Image location labeling entries
···
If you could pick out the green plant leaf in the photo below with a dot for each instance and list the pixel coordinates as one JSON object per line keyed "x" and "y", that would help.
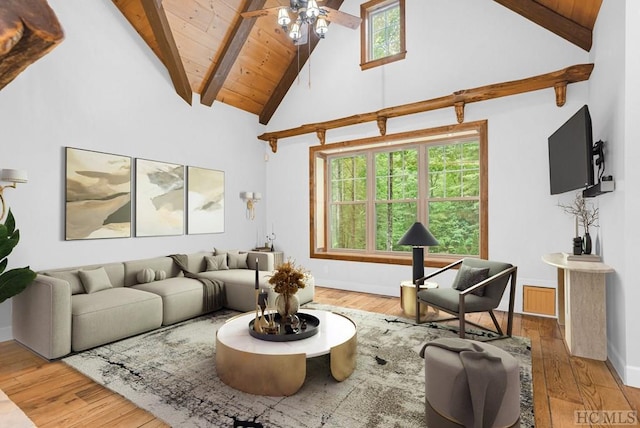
{"x": 14, "y": 281}
{"x": 10, "y": 223}
{"x": 8, "y": 243}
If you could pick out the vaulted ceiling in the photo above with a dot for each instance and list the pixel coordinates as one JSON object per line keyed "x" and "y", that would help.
{"x": 209, "y": 49}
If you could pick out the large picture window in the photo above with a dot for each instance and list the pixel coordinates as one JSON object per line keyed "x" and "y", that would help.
{"x": 382, "y": 32}
{"x": 367, "y": 193}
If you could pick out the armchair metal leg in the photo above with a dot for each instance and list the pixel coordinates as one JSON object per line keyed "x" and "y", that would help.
{"x": 462, "y": 327}
{"x": 495, "y": 322}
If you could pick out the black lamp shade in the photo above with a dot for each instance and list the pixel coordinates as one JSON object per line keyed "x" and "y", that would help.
{"x": 418, "y": 236}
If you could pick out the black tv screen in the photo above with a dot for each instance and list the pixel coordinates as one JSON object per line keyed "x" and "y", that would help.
{"x": 571, "y": 154}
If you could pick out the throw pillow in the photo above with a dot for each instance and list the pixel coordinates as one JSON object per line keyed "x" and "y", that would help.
{"x": 72, "y": 278}
{"x": 94, "y": 280}
{"x": 145, "y": 276}
{"x": 238, "y": 261}
{"x": 468, "y": 276}
{"x": 217, "y": 251}
{"x": 218, "y": 262}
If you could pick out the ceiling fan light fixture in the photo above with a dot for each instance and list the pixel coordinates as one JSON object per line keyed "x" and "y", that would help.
{"x": 321, "y": 27}
{"x": 313, "y": 11}
{"x": 295, "y": 34}
{"x": 283, "y": 18}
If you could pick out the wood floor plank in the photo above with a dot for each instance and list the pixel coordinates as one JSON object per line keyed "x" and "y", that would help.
{"x": 563, "y": 413}
{"x": 55, "y": 395}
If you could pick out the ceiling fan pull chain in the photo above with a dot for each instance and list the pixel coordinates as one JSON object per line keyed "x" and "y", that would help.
{"x": 298, "y": 58}
{"x": 309, "y": 56}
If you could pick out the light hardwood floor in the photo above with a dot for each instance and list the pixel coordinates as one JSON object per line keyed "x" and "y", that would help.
{"x": 55, "y": 395}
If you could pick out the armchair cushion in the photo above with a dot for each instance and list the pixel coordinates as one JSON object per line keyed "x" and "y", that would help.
{"x": 468, "y": 276}
{"x": 449, "y": 299}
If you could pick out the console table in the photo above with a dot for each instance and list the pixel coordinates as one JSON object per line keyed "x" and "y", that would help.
{"x": 582, "y": 305}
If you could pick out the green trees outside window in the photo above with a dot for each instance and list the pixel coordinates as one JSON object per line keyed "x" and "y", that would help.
{"x": 385, "y": 32}
{"x": 366, "y": 193}
{"x": 442, "y": 190}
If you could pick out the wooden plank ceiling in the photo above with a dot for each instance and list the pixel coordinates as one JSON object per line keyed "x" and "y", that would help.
{"x": 209, "y": 49}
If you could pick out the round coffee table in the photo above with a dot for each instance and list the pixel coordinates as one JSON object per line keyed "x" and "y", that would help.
{"x": 279, "y": 368}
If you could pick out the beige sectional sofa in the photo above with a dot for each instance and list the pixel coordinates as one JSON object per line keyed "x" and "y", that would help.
{"x": 74, "y": 309}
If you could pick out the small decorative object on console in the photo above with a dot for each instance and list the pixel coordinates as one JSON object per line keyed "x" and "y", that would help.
{"x": 586, "y": 216}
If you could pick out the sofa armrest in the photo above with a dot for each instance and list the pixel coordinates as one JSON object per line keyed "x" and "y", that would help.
{"x": 265, "y": 260}
{"x": 42, "y": 317}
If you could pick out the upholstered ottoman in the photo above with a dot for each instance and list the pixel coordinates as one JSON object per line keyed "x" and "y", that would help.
{"x": 470, "y": 384}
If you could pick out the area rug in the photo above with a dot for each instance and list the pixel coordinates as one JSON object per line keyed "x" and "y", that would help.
{"x": 171, "y": 373}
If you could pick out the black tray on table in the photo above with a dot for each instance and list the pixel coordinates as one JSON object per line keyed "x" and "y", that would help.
{"x": 313, "y": 326}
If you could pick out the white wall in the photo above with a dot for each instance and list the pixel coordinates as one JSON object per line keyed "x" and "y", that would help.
{"x": 102, "y": 89}
{"x": 614, "y": 91}
{"x": 450, "y": 46}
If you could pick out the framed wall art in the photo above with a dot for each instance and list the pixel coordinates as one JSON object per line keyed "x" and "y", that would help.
{"x": 205, "y": 200}
{"x": 97, "y": 195}
{"x": 159, "y": 198}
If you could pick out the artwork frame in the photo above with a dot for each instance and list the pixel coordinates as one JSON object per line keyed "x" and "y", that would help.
{"x": 97, "y": 195}
{"x": 160, "y": 199}
{"x": 205, "y": 200}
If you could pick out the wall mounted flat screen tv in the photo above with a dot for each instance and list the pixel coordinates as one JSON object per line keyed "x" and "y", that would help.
{"x": 571, "y": 154}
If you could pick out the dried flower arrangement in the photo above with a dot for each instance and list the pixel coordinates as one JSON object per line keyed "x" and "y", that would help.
{"x": 587, "y": 216}
{"x": 288, "y": 278}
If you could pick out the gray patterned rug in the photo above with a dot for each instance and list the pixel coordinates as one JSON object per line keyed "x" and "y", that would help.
{"x": 171, "y": 373}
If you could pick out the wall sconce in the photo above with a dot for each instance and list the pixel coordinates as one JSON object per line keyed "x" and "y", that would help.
{"x": 251, "y": 198}
{"x": 13, "y": 176}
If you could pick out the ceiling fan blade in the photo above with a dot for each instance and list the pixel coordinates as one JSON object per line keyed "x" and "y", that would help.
{"x": 342, "y": 18}
{"x": 261, "y": 12}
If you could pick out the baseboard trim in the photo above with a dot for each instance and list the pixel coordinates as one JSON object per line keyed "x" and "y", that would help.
{"x": 5, "y": 334}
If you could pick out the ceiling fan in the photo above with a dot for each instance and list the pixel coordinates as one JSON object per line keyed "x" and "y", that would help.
{"x": 300, "y": 15}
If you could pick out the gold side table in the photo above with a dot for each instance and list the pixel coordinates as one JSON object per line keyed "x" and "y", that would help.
{"x": 408, "y": 297}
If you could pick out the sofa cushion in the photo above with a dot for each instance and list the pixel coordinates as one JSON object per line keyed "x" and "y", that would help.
{"x": 115, "y": 271}
{"x": 217, "y": 251}
{"x": 71, "y": 277}
{"x": 237, "y": 261}
{"x": 145, "y": 275}
{"x": 182, "y": 298}
{"x": 132, "y": 268}
{"x": 112, "y": 314}
{"x": 94, "y": 280}
{"x": 218, "y": 262}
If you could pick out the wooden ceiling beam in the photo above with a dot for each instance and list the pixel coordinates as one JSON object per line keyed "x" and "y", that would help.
{"x": 557, "y": 79}
{"x": 552, "y": 21}
{"x": 170, "y": 55}
{"x": 298, "y": 61}
{"x": 29, "y": 29}
{"x": 230, "y": 52}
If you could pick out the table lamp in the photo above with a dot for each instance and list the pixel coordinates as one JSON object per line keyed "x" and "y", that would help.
{"x": 418, "y": 237}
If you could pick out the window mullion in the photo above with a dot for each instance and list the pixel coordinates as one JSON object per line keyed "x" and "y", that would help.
{"x": 371, "y": 203}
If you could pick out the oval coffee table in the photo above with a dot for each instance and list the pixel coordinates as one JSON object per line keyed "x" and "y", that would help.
{"x": 262, "y": 367}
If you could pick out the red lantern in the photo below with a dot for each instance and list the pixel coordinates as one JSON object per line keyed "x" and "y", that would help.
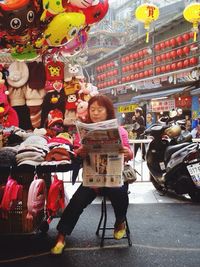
{"x": 168, "y": 67}
{"x": 179, "y": 39}
{"x": 135, "y": 55}
{"x": 158, "y": 58}
{"x": 167, "y": 43}
{"x": 173, "y": 54}
{"x": 141, "y": 64}
{"x": 163, "y": 57}
{"x": 162, "y": 45}
{"x": 150, "y": 72}
{"x": 141, "y": 75}
{"x": 173, "y": 66}
{"x": 186, "y": 63}
{"x": 172, "y": 42}
{"x": 186, "y": 50}
{"x": 168, "y": 55}
{"x": 157, "y": 47}
{"x": 180, "y": 65}
{"x": 186, "y": 37}
{"x": 193, "y": 61}
{"x": 136, "y": 76}
{"x": 158, "y": 70}
{"x": 179, "y": 52}
{"x": 140, "y": 53}
{"x": 163, "y": 68}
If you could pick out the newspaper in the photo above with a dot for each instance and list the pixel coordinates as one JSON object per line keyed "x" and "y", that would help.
{"x": 104, "y": 164}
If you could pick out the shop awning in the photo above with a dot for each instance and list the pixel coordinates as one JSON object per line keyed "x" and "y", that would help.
{"x": 160, "y": 94}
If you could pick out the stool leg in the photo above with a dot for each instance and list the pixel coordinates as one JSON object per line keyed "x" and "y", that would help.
{"x": 104, "y": 222}
{"x": 128, "y": 233}
{"x": 101, "y": 218}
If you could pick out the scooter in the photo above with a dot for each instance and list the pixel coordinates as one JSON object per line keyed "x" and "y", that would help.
{"x": 173, "y": 160}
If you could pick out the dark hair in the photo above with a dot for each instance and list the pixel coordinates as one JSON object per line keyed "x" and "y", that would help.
{"x": 139, "y": 110}
{"x": 104, "y": 101}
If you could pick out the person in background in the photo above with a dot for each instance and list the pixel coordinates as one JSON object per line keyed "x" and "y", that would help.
{"x": 100, "y": 108}
{"x": 139, "y": 128}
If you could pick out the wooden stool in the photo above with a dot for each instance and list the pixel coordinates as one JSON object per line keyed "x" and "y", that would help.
{"x": 104, "y": 227}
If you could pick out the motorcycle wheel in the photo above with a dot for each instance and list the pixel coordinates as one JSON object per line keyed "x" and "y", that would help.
{"x": 157, "y": 186}
{"x": 195, "y": 195}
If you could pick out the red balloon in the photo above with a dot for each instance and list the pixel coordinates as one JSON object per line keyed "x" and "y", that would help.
{"x": 193, "y": 61}
{"x": 186, "y": 37}
{"x": 167, "y": 43}
{"x": 186, "y": 63}
{"x": 173, "y": 54}
{"x": 157, "y": 47}
{"x": 172, "y": 42}
{"x": 179, "y": 39}
{"x": 141, "y": 64}
{"x": 186, "y": 50}
{"x": 168, "y": 67}
{"x": 158, "y": 58}
{"x": 179, "y": 65}
{"x": 162, "y": 45}
{"x": 163, "y": 68}
{"x": 173, "y": 66}
{"x": 163, "y": 57}
{"x": 158, "y": 70}
{"x": 179, "y": 52}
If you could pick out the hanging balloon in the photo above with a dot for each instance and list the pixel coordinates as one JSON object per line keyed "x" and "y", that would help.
{"x": 93, "y": 13}
{"x": 192, "y": 14}
{"x": 63, "y": 28}
{"x": 51, "y": 8}
{"x": 147, "y": 13}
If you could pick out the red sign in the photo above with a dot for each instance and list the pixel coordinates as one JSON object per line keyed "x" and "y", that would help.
{"x": 183, "y": 102}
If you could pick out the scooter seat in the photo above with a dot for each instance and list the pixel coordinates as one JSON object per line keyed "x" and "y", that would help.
{"x": 171, "y": 149}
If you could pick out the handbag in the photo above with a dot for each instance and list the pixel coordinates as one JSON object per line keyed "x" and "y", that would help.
{"x": 129, "y": 174}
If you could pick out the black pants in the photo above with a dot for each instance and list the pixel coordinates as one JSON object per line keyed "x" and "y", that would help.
{"x": 84, "y": 196}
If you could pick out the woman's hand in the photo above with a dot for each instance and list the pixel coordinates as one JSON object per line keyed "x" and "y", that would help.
{"x": 126, "y": 153}
{"x": 82, "y": 151}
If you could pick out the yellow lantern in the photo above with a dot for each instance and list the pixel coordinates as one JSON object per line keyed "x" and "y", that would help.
{"x": 147, "y": 13}
{"x": 192, "y": 14}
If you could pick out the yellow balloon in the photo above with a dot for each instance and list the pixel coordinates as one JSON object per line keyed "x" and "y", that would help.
{"x": 192, "y": 14}
{"x": 147, "y": 13}
{"x": 64, "y": 27}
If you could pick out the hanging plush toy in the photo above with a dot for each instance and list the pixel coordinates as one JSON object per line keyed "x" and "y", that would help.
{"x": 8, "y": 116}
{"x": 63, "y": 27}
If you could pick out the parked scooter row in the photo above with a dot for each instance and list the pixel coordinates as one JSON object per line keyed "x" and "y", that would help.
{"x": 173, "y": 159}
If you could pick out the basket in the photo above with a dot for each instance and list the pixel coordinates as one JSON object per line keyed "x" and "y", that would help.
{"x": 16, "y": 222}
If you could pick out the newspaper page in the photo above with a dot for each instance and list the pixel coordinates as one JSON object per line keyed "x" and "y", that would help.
{"x": 104, "y": 164}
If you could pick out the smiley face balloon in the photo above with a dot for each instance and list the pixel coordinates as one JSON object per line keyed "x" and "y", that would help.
{"x": 63, "y": 27}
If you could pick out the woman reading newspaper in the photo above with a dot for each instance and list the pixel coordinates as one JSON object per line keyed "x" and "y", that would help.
{"x": 100, "y": 108}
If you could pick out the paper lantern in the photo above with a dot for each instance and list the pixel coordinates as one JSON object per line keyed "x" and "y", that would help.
{"x": 147, "y": 13}
{"x": 192, "y": 14}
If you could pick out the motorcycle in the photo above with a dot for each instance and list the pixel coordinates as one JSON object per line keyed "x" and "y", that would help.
{"x": 173, "y": 159}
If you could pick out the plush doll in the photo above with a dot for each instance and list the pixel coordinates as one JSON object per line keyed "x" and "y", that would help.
{"x": 8, "y": 116}
{"x": 81, "y": 111}
{"x": 72, "y": 71}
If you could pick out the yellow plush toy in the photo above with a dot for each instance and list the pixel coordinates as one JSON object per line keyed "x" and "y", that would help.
{"x": 63, "y": 27}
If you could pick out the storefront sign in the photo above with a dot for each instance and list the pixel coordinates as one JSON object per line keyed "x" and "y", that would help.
{"x": 127, "y": 108}
{"x": 162, "y": 105}
{"x": 183, "y": 102}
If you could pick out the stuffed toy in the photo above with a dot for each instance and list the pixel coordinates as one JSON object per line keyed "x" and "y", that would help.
{"x": 52, "y": 100}
{"x": 8, "y": 116}
{"x": 82, "y": 110}
{"x": 70, "y": 117}
{"x": 72, "y": 71}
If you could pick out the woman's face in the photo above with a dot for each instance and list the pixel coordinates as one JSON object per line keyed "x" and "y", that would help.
{"x": 97, "y": 113}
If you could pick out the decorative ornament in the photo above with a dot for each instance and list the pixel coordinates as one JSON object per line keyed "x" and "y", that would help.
{"x": 147, "y": 13}
{"x": 192, "y": 14}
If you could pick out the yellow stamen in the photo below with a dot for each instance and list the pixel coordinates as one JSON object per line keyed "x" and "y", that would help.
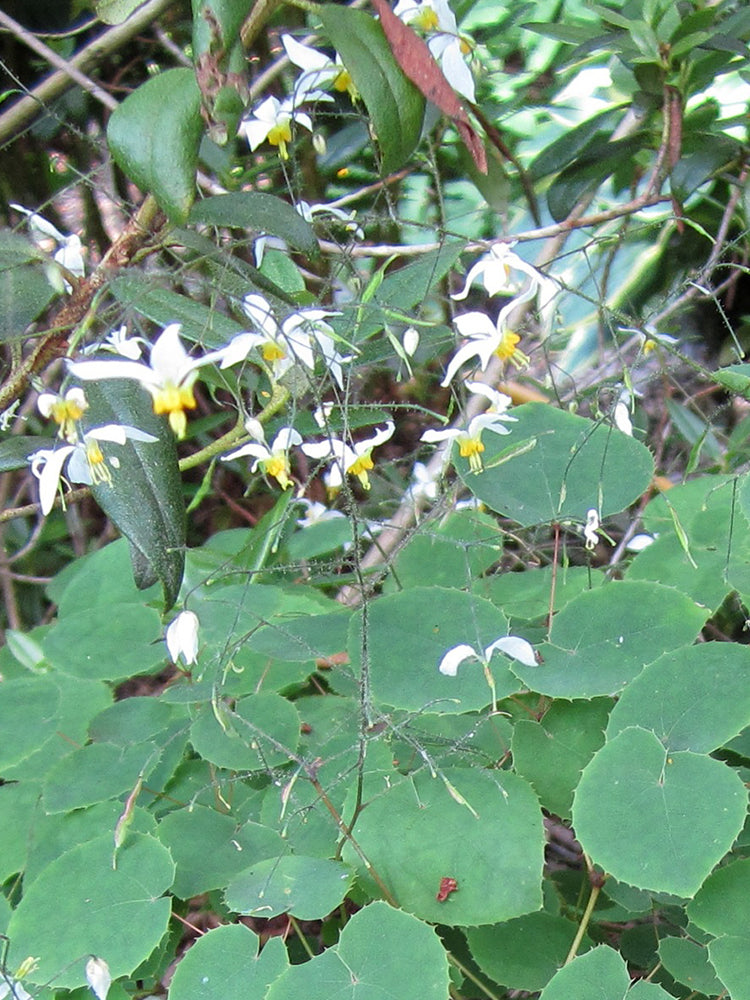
···
* The exercise *
Pull out every one of the lines above that contains the word "lamp", treating uppercase and lowercase as different.

* Completed task *
If you could pick out the black lamp shade in the photo above with a dot for each instance and list the pixel coordinates as one JSON object per line keyed "x" and "y", that would help.
If you could pick out the table lamp in the photo above with a dot for each instance and list the pixel coordinates as one JSON object per line keyed "x" and "y", that would help.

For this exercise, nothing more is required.